Bu nedenle, muhtemelen bu eski bir ses yansımalı (onomapoetik) ortak kökten ses-değeri ayrıştırmasıyla evrilmiş olmalıdırlar.
Bu ÖYF-/ÜF- sözcükleri "öf-"/"of-" veya "üf" gibi bir "üfleme sesi" yansımasından doğmuş olan kök sözcüklerdir. Bu kök sözcüğe, ad ve sıfatlardan fiil üreten (eski Türkçe döneminde de kullanılıyor olan) -le/-la sözcük-eki (yapım eki) getirilerek ÖYF-LE ve ÜF-LE sözcükleri türetilmiştir. Yani ÖYFE sözcüğü ÖYFLE sözcüğünün -L- sesini yitirmesi ile evrilmiş biçimi olabilir.
Bu yansıma sesten türemiş olan kökün yanına bitiştirilmiş olan LÖR sözcüğü “Su kıyılarında biten bir bitki” anlamında dilimizde kullanılmaktadır. Karadeniz yöresinde buna LÖR OTU (lörotu) diyenler de vardır.
Bu durumda "ÖYFE LÖR" sözcüğü anlam olarak "SU KIYISINDA BİTEN CİĞER OTU" veya AKCİĞER OTU/BİTKİSİ veya CİĞER BİTKİSİ/OTU gibi bir içeriğe sahip görünüyor. Sonuçta bu isim sözcüklerin bitiştirilmesi ile bu bitkinin adı oluşturulmuş diyebiliriz.
Günümüz Türkiye Türkçesi ağızlarında doğrudan doğruya bu bitkinin adına anlam yakınlığı olan bir bitki var mı diye sözlüklerde bir arama yaptığımızda "CİĞER OTU" adına raslıyoruz. Sözlüklerimizde "CİĞER OTU" adında (Lat. Marchantia polymorpha / Marchantiaceae familyasından bir yosun türü / Umbrella Liverwort family (Marchantiaceae)) bir bitki adı ile birlikte. bir de CİĞER OTLARI diye bir madde daha görüyoruz. CİĞER OTLARI anlamca: “Lat.Hepaticae / Kara yosunları (Bryophyta) bölümünden, talli bitkiler ile borulu bitkiler arasında bir geçit oluşturan sınıf” demektir.
Yani, sözlüklerde CİĞER OTU (Marchantia polymorpha) ve CİĞER OTLARI (Hepaticae / Bryophyta) diye iki ayrı bitki adı görmekteyiz. El yazmasında bu sözcüğün yazıldığı yerde yapılmış bitki/yosun çizimine bakmak isteyecek bitki bilimciler belki yazarın ÖYFE+LÖR derken bunlardan hangisini kastettiğini söyleyebilirler.
◆ ◆ ◆
Görev tanımı:
Makaleye göre şu soruları yanıtlayın:
(a) ÖYF-/ÜF- kök sözcükleri hangi sesin yansımasından doğmuştur?
(b) Karadeniz yöresinde LÖR bitkisine başka hangi adla seslenenler vardır?
(c) Sözlüklerde CİĞER OTU adıyla geçen bitkinin Latince adı nedir?
◆ ◆ ◆
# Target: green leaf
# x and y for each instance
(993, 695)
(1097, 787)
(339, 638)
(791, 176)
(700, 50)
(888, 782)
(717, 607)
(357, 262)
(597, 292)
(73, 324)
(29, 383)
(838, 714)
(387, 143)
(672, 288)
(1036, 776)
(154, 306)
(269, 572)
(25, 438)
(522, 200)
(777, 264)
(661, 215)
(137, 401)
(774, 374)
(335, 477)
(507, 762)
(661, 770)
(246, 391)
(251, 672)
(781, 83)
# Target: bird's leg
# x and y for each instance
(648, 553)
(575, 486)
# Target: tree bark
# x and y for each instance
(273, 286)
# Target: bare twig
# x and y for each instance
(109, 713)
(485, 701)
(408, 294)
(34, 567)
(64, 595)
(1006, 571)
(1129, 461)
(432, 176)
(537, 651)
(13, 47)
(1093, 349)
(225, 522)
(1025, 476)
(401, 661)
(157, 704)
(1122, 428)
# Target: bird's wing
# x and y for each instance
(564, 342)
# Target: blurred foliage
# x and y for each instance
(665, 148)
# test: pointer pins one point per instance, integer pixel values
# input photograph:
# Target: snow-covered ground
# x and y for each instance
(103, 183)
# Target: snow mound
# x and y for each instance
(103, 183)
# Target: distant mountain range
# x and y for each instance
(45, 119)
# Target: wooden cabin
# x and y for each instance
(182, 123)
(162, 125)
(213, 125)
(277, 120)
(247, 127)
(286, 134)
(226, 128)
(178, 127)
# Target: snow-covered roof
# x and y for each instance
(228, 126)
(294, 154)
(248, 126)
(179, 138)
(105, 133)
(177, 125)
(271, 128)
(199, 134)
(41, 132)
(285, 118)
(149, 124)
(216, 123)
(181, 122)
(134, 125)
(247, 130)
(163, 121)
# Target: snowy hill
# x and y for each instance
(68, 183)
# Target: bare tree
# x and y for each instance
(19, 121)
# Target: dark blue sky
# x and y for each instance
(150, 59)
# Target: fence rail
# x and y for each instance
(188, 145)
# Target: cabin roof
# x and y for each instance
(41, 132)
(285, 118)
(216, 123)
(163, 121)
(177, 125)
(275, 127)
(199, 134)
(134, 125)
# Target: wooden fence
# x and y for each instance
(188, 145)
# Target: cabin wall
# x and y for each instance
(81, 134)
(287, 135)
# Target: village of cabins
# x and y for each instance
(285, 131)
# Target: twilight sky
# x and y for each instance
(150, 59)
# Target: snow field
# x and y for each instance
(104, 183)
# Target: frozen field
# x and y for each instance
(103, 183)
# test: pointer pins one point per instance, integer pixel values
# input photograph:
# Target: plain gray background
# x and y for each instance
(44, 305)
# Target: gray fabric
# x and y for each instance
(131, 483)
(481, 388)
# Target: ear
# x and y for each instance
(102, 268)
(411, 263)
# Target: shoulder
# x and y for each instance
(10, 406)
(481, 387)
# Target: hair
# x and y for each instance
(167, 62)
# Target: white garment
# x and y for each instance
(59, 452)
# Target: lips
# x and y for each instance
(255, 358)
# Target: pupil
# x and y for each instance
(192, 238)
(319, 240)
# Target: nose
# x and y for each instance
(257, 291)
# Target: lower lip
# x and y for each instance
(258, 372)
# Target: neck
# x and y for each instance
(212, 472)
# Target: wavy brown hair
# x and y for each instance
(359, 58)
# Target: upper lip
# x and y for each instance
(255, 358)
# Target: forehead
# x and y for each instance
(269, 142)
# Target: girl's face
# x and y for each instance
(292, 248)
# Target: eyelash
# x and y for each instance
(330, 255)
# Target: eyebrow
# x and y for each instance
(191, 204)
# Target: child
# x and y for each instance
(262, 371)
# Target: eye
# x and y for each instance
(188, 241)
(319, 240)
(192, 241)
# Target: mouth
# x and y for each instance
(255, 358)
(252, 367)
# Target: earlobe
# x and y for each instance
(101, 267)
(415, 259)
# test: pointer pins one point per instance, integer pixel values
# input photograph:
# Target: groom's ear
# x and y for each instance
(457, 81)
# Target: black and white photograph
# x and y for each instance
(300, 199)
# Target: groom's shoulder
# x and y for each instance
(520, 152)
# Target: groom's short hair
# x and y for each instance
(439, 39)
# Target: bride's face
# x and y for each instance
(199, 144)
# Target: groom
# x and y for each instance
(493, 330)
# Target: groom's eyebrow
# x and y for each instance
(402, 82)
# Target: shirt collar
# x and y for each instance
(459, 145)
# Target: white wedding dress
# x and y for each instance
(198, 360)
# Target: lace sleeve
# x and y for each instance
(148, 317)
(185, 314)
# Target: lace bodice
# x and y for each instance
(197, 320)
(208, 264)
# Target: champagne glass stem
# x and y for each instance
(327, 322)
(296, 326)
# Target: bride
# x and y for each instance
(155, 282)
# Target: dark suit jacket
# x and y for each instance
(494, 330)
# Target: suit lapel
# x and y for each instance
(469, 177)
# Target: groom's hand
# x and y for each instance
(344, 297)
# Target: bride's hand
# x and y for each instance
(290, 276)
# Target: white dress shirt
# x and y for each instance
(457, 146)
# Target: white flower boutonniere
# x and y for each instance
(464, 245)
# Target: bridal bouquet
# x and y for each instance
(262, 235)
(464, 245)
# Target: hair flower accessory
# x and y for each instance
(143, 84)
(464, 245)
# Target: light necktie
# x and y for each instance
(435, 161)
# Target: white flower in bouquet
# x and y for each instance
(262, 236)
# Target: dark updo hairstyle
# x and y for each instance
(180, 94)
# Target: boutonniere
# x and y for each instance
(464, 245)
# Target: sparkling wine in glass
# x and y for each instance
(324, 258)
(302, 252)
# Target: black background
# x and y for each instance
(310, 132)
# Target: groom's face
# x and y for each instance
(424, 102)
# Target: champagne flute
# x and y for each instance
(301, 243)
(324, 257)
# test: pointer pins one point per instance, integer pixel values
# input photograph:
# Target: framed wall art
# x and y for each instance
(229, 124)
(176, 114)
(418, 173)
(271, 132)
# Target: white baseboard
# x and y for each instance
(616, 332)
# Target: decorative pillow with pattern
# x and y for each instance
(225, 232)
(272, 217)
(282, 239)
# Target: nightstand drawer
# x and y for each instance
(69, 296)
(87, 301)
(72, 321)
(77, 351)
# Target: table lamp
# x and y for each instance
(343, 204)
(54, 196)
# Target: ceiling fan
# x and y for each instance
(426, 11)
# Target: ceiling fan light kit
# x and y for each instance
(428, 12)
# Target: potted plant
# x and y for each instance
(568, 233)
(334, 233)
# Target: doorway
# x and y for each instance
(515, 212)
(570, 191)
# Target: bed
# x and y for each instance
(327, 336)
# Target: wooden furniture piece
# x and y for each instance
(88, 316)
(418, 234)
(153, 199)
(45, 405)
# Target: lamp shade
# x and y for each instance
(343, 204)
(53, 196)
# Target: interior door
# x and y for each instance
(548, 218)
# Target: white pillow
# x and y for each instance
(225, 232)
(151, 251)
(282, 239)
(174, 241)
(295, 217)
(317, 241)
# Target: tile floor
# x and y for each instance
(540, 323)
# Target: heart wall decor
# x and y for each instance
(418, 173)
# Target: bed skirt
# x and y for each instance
◆ ◆ ◆
Görev yanıtı:
(a) "öf-"/"of-" veya "üf" gibi bir üfleme sesinin yansımasından.
(b) LÖR OTU (lörotu).
(c) Marchantia polymorpha.